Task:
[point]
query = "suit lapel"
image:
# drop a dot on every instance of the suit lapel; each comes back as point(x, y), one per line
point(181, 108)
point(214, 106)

→ YOUR GOAL
Nothing in the data may differ; print all of it exactly as written.

→ WORKED SOLUTION
Task:
[point]
query = "suit lapel"
image:
# drop a dot on every instance of the suit lapel; each comes back as point(x, y), one per line
point(181, 108)
point(214, 106)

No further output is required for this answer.